*Exercise description*
Retype the entries below word for word, leaving out every picture.

======== Given data

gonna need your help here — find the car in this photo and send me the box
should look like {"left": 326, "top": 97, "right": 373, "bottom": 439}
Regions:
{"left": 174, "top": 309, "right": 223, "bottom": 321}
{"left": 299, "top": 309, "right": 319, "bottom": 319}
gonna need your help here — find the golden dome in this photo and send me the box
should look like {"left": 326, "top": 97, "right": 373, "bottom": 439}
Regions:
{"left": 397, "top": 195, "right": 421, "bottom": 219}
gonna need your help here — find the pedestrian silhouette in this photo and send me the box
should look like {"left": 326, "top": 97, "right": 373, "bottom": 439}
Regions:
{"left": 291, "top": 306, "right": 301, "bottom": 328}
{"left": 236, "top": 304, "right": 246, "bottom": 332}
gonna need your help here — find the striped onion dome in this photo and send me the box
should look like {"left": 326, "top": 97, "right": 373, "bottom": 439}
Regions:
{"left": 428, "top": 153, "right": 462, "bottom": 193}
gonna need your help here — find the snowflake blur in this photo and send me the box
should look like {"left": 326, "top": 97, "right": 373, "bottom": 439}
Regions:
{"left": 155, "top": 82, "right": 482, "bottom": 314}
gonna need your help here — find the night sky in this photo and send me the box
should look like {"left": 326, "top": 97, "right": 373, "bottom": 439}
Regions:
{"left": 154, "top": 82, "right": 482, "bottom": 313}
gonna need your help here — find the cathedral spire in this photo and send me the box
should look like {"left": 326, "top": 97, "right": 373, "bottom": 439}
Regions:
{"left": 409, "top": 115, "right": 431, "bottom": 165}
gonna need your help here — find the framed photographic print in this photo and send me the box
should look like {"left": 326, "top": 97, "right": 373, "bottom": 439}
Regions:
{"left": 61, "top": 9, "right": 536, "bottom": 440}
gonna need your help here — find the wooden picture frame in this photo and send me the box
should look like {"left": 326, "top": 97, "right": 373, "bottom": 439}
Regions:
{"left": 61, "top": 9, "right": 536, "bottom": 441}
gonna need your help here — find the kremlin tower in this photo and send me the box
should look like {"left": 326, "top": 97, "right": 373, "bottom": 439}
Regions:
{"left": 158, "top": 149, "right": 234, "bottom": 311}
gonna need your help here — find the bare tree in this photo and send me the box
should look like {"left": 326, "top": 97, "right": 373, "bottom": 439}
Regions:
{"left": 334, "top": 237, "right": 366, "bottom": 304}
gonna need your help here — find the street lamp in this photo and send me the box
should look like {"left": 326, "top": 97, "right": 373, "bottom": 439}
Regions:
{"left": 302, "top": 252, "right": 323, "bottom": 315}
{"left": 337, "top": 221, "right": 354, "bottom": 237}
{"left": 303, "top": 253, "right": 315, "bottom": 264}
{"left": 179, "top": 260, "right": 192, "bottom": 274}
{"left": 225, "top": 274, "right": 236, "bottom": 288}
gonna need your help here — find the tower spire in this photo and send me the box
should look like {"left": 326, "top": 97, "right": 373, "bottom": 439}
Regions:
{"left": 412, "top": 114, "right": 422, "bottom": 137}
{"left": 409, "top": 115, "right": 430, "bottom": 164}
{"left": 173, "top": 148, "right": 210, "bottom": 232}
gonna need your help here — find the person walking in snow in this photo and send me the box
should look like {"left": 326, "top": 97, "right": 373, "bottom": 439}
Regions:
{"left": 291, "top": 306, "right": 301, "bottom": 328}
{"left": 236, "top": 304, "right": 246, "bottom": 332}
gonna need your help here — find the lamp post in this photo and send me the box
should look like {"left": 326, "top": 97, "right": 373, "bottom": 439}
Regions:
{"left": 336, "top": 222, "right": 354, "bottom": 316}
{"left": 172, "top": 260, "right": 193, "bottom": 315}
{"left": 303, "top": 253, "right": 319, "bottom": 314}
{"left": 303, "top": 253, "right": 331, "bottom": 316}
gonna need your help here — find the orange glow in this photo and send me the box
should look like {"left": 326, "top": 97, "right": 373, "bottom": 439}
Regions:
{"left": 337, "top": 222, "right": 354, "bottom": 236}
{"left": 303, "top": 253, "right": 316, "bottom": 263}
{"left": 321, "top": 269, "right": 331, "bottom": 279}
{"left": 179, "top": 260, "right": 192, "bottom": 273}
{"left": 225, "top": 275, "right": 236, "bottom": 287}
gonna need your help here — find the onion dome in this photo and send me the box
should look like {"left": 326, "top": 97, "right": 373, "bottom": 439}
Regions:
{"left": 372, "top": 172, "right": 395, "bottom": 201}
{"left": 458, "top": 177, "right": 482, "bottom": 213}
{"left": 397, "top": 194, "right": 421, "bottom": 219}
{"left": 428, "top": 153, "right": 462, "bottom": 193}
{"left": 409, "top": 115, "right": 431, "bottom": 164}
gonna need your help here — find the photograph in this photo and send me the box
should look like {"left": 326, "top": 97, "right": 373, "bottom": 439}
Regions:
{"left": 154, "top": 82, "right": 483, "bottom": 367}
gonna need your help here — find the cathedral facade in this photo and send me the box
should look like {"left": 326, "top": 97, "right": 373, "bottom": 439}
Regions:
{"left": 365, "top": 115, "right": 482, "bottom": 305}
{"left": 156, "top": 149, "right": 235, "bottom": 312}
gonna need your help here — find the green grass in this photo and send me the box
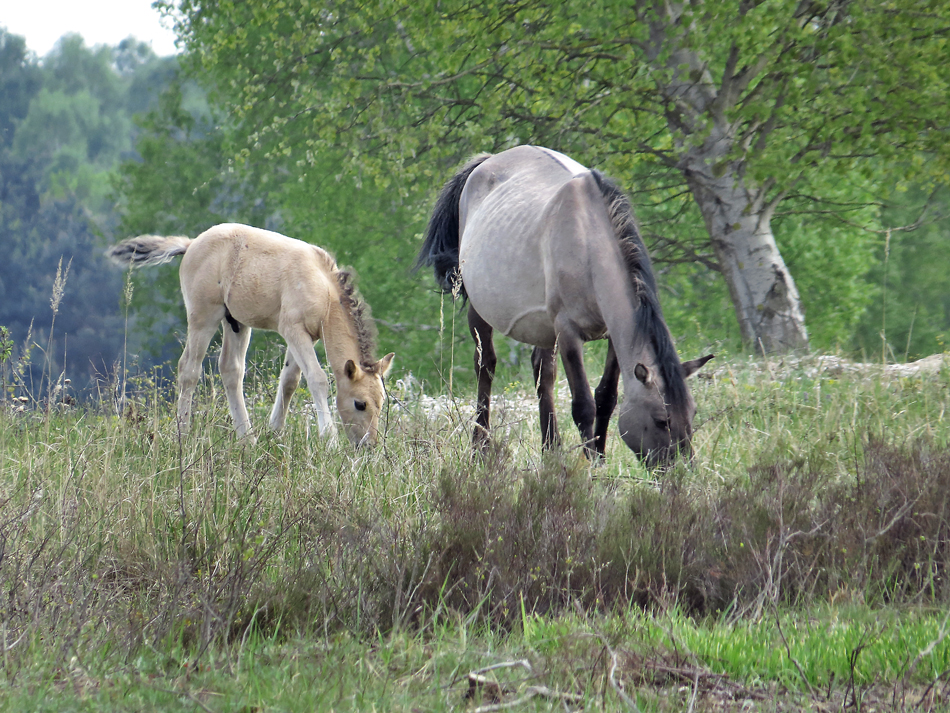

================

*Problem solution*
gonna need your help here — find the car in this photo and send me the box
should look like {"left": 326, "top": 97, "right": 373, "bottom": 439}
Regions:
{"left": 174, "top": 309, "right": 223, "bottom": 321}
{"left": 299, "top": 309, "right": 319, "bottom": 319}
gonna need your help here — find the golden dome in this photo and send me the box
should look like {"left": 326, "top": 97, "right": 373, "bottom": 439}
Regions:
{"left": 397, "top": 195, "right": 421, "bottom": 219}
gonna need your help here — find the pedestrian silhouette in this photo and send me the box
should look like {"left": 326, "top": 97, "right": 373, "bottom": 439}
Regions:
{"left": 291, "top": 306, "right": 301, "bottom": 328}
{"left": 236, "top": 304, "right": 246, "bottom": 332}
gonna need your help here — find the striped onion dome in this photo and send me the box
should look like {"left": 326, "top": 97, "right": 373, "bottom": 439}
Regions:
{"left": 428, "top": 153, "right": 462, "bottom": 193}
gonna need your help here — find the snowflake blur in this photo and send me the box
should look like {"left": 326, "top": 97, "right": 373, "bottom": 439}
Regions:
{"left": 155, "top": 82, "right": 482, "bottom": 314}
gonna need your help here — find the night sky in this photo and send me the box
should look like {"left": 326, "top": 97, "right": 373, "bottom": 439}
Regions:
{"left": 154, "top": 82, "right": 482, "bottom": 313}
gonna need your help here — find the cathedral spire in this photo and send me the box
should look like {"left": 326, "top": 97, "right": 373, "bottom": 439}
Regions:
{"left": 409, "top": 115, "right": 431, "bottom": 165}
gonna need your help here — find the framed photographic print in this photo and send me the box
should look like {"left": 326, "top": 97, "right": 373, "bottom": 439}
Regions:
{"left": 61, "top": 9, "right": 536, "bottom": 440}
gonna need your help here — find the wooden picture frame in this photo and send me the box
should look like {"left": 326, "top": 97, "right": 373, "bottom": 439}
Regions:
{"left": 61, "top": 9, "right": 536, "bottom": 441}
gonna need your help here — find the kremlin tower in this photo and send me the box
should look like {"left": 326, "top": 97, "right": 373, "bottom": 439}
Regions:
{"left": 158, "top": 149, "right": 234, "bottom": 311}
gonna need your help here — find the bare tree in this photo and send me the box
should look like {"left": 326, "top": 97, "right": 373, "bottom": 439}
Regions:
{"left": 334, "top": 237, "right": 366, "bottom": 304}
gonna need your help here — find the street lamp in this photo and send me the box
should look like {"left": 326, "top": 97, "right": 373, "bottom": 439}
Regions:
{"left": 302, "top": 252, "right": 323, "bottom": 315}
{"left": 337, "top": 221, "right": 354, "bottom": 237}
{"left": 303, "top": 253, "right": 315, "bottom": 264}
{"left": 179, "top": 260, "right": 192, "bottom": 274}
{"left": 225, "top": 274, "right": 236, "bottom": 288}
gonna need your help here — find the tower spire in this photo and send me the box
should look like {"left": 326, "top": 97, "right": 373, "bottom": 439}
Regions:
{"left": 412, "top": 114, "right": 422, "bottom": 137}
{"left": 409, "top": 115, "right": 430, "bottom": 164}
{"left": 173, "top": 148, "right": 210, "bottom": 232}
gonna need your help here — find the person walking in snow in this photo and send me the box
should look like {"left": 326, "top": 97, "right": 373, "bottom": 439}
Regions:
{"left": 291, "top": 306, "right": 301, "bottom": 328}
{"left": 236, "top": 304, "right": 246, "bottom": 332}
gonna need your help here — find the lamp post in this photo and send me the box
should look like {"left": 326, "top": 97, "right": 373, "bottom": 439}
Regions:
{"left": 336, "top": 222, "right": 354, "bottom": 316}
{"left": 172, "top": 260, "right": 193, "bottom": 315}
{"left": 303, "top": 253, "right": 319, "bottom": 314}
{"left": 303, "top": 253, "right": 331, "bottom": 316}
gonna need your help here — find the orange glow in this photo and send me the box
should look like {"left": 326, "top": 97, "right": 373, "bottom": 439}
Regions:
{"left": 337, "top": 222, "right": 354, "bottom": 236}
{"left": 303, "top": 253, "right": 316, "bottom": 263}
{"left": 321, "top": 269, "right": 331, "bottom": 279}
{"left": 179, "top": 260, "right": 192, "bottom": 273}
{"left": 225, "top": 275, "right": 236, "bottom": 287}
gonna need your help here — find the onion dome in this photo and send me the box
should look like {"left": 326, "top": 97, "right": 373, "bottom": 439}
Regions:
{"left": 372, "top": 172, "right": 395, "bottom": 201}
{"left": 458, "top": 177, "right": 482, "bottom": 213}
{"left": 397, "top": 194, "right": 421, "bottom": 219}
{"left": 428, "top": 153, "right": 462, "bottom": 193}
{"left": 409, "top": 115, "right": 431, "bottom": 164}
gonna need your help here — find the photograph in this photo and send me the box
should look like {"left": 326, "top": 97, "right": 373, "bottom": 439}
Regions:
{"left": 154, "top": 82, "right": 483, "bottom": 367}
gonna need your help here — find the cathedral facade in this photo and send me the box
should look like {"left": 326, "top": 97, "right": 373, "bottom": 439}
Regions:
{"left": 365, "top": 115, "right": 482, "bottom": 305}
{"left": 156, "top": 149, "right": 235, "bottom": 312}
gonna need your help here — find the green grass in this photo and send me the box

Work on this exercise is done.